• Sección de texto
◇ ◇ ◇

El presidente Vladímir Putin piensa recuperar la influencia de Moscú en el mundo poniendo de manifiesto todo el recurso disponible en sus manos.
El presidente Vladímir Putin piensa que «la desintegración de la URSS fue una catástrofe» y en los 15 años que lleva en el poder no ha hecho otra cosa sino tratar de recuperar la influencia perdida por Moscú tras el derrumbamiento del régimen comunista. Le obsesiona esta idea y lucha por imponerla a nivel mundial. La actual guerra en el este de Ucrania forma parte de ese pulso que mantiene con Occidente para forzar un nuevo pacto de Yalta, un nuevo reparto del planeta.
El politólogo ruso, Stanislav Belkovski, cree que Putin «está convencido de que le ganará la partida a Estados Unidos». Según su opinión, «con la guerra en el este de Ucrania trata de propiciar una negociación con Washington para delimitar las zonas de influencia de cada uno».
A juicio del jefe del Kremlin, no ha sido Rusia la primera en violar los acuerdos sobre los que se sustentaba el orden internacional surgido tras la II Guerra Mundial. En sendos discursos pronunciados, en Múnich, en febrero de 2007, y el pasado octubre en el foro de Valdái organizado en Sochi, Putin acusó a los americanos y a sus aliados de intervenir en Irak sin motivos y sin mandato de la ONU, de arrancar Kosovo a Serbia, de aproximar la OTAN a las fronteras de Rusia, de instigar las primaveras árabes y de irrumpir en el patio de trasero de Rusia. Primero en Georgia y después en Ucrania.
El primer mandatario ruso no se cansa de repetir que la revuelta popular ucraniana del Maidán se teledirigió desde Estados Unidos y la Unión Europea y que la anexión de Crimea y la sublevación separatista en Lugansk y Donetsk fueron las consecuencias de tal injerencia. De ahí que Moscú exija acabar con estas prácticas en lo que considera sus «zonas de influencia», sobre todo Ucrania, origen del Estado ruso. Insta para ello a negociar un «nuevo orden mundial». De lo contrario, amenaza con una guerra global con empleo de armas nucleares.

◇ ◇ ◇

Transcribe sin cambios, del texto sobre Putin, todo lo que va desde "El presidente Vladímir Putin piensa recuperar" hasta "reparto del planeta.", ambos incluidos.

◇ ◇ ◇

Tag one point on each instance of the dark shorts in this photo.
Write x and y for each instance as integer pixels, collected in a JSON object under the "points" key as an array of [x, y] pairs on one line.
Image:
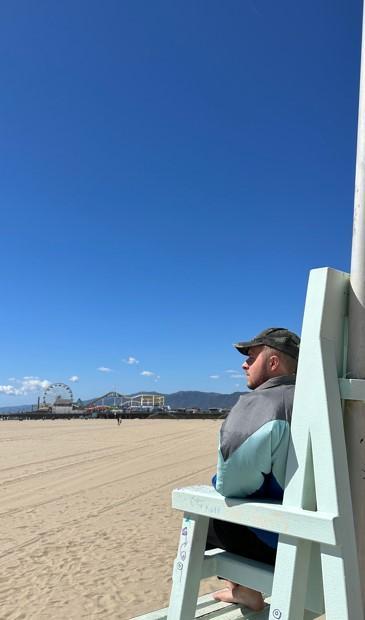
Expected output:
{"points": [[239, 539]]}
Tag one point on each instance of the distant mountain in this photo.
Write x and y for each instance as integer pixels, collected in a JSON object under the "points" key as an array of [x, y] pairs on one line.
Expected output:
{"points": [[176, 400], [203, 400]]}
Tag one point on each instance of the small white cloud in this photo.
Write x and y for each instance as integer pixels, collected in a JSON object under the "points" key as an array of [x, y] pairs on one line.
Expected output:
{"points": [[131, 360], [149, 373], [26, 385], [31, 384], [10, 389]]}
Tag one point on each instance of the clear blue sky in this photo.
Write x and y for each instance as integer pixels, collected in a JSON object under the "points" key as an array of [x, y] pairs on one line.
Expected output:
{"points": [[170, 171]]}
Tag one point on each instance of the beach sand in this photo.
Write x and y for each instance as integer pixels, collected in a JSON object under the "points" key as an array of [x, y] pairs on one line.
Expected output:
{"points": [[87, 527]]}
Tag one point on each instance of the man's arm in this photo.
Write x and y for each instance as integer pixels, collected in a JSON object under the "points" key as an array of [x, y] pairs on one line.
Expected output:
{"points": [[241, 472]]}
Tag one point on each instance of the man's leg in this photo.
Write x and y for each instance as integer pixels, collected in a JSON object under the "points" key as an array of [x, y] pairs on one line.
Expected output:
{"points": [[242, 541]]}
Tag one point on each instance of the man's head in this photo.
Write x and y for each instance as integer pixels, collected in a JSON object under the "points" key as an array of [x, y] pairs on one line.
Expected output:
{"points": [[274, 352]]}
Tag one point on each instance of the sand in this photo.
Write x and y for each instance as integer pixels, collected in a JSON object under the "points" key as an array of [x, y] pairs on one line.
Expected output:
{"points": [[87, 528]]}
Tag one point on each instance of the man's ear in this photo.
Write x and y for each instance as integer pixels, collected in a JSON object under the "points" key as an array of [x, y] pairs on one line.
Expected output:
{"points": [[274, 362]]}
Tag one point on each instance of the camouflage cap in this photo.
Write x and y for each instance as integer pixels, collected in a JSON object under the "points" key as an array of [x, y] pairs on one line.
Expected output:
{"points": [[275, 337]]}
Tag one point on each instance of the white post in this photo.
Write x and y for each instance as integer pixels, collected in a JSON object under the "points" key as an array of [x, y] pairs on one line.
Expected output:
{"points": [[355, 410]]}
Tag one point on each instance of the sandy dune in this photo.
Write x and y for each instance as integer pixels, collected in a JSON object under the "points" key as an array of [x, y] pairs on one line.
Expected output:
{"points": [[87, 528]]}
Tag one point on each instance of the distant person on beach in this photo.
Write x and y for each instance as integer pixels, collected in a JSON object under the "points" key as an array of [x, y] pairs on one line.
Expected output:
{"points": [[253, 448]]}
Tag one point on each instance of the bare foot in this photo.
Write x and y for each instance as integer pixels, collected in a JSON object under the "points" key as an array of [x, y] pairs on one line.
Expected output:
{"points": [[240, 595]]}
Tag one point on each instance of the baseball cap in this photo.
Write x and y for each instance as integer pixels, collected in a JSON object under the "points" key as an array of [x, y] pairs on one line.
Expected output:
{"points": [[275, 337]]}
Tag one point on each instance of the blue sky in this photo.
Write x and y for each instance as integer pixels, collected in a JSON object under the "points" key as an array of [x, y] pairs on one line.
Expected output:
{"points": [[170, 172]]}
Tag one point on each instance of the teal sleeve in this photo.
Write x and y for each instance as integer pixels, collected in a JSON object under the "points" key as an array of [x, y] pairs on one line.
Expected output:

◇ ◇ ◇

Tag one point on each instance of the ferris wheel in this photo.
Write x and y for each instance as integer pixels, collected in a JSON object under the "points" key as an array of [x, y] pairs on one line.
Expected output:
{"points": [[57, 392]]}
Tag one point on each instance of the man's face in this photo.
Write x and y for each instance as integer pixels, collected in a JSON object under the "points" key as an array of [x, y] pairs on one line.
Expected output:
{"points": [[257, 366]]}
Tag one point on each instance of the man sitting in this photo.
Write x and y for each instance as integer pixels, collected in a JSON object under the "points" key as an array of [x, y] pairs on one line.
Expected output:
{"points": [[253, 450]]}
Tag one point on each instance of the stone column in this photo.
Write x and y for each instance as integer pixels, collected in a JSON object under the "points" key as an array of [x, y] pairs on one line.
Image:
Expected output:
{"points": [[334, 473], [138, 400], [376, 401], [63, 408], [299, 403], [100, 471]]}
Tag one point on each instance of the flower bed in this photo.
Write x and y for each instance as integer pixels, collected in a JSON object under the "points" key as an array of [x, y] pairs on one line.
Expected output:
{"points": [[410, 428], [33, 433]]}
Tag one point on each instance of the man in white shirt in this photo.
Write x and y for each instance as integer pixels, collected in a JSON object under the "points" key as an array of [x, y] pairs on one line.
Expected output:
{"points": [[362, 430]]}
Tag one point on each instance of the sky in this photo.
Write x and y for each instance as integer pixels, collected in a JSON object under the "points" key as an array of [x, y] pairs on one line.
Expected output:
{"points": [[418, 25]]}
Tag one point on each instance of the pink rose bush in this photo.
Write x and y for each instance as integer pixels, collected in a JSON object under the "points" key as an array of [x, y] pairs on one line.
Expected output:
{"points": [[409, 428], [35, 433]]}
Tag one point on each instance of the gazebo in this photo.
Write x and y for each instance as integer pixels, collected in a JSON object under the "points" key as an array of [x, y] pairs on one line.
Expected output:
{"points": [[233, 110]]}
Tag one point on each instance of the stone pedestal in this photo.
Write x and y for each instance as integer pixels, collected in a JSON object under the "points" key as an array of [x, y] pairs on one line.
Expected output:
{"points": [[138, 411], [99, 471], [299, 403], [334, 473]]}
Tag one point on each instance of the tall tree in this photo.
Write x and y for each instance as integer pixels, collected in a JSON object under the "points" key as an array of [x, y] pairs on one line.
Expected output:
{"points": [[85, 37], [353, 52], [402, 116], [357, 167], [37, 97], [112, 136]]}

◇ ◇ ◇

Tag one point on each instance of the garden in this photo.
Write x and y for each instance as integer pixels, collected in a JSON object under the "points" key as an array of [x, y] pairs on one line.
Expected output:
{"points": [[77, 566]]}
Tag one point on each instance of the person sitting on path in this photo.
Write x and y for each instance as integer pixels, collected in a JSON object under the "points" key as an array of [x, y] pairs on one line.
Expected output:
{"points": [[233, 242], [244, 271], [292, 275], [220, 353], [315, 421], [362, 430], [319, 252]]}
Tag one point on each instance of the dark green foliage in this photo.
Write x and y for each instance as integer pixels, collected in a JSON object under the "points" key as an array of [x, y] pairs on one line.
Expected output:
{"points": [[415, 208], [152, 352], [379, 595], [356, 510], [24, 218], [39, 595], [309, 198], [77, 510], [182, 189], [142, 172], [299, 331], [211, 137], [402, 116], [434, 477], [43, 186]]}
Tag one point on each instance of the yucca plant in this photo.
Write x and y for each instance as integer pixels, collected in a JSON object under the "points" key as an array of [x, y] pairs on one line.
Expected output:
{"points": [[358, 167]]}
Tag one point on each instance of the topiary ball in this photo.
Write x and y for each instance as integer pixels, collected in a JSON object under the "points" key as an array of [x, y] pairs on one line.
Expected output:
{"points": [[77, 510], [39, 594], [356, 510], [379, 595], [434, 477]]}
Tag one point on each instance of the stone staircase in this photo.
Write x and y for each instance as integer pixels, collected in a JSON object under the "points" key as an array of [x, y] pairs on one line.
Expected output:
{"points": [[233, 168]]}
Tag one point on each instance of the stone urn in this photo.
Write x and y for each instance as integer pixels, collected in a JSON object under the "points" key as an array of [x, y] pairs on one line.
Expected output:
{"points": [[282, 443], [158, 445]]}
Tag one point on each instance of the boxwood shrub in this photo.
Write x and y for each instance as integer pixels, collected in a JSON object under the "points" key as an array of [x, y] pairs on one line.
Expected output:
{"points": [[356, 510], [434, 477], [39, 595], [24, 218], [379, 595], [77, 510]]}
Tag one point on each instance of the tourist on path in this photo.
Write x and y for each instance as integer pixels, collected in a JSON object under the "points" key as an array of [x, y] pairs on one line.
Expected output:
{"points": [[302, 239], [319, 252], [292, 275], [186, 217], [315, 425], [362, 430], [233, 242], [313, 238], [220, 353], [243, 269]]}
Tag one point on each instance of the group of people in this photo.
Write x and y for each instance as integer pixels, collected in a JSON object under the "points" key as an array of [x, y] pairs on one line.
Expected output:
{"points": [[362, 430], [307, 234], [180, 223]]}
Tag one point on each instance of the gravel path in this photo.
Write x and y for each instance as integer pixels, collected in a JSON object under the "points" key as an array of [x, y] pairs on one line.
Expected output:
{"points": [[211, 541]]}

◇ ◇ ◇

• Resultado de la tarea
El presidente Vladímir Putin piensa recuperar la influencia de Moscú en el mundo poniendo de manifiesto todo el recurso disponible en sus manos.
El presidente Vladímir Putin piensa que «la desintegración de la URSS fue una catástrofe» y en los 15 años que lleva en el poder no ha hecho otra cosa sino tratar de recuperar la influencia perdida por Moscú tras el derrumbamiento del régimen comunista. Le obsesiona esta idea y lucha por imponerla a nivel mundial. La actual guerra en el este de Ucrania forma parte de ese pulso que mantiene con Occidente para forzar un nuevo pacto de Yalta, un nuevo reparto del planeta.